» **What you need to do**
Copy every entry precisely.

» **Data provided**

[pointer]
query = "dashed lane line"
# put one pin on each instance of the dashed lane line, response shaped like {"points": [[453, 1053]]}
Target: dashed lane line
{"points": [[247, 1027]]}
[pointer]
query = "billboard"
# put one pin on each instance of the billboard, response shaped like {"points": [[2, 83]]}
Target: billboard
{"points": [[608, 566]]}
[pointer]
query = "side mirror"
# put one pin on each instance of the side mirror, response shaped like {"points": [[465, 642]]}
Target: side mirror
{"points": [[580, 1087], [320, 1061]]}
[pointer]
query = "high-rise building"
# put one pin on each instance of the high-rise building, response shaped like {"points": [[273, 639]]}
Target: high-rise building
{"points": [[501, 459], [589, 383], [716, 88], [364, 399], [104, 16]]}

» **Response to this task**
[pointer]
query = "dashed lane line"
# put one pin on each instance of the dashed lane line, response shaped like {"points": [[453, 1053]]}
Target: dashed lane line
{"points": [[247, 1027]]}
[pointer]
query = "billboard"
# put one pin on each instance of the billboard, response shaped like {"points": [[2, 83]]}
Target: billboard
{"points": [[608, 566]]}
[pointer]
query = "side mirror"
# put one pin on each instance of the side mirror, response shaped like {"points": [[465, 642]]}
Target: side mirror
{"points": [[580, 1087], [320, 1061]]}
[pointer]
query = "high-rise building"
# put one pin on each instance of the high-rise building, response shaped like {"points": [[273, 639]]}
Target: high-rise building
{"points": [[501, 459], [589, 383], [716, 88], [364, 399], [104, 16]]}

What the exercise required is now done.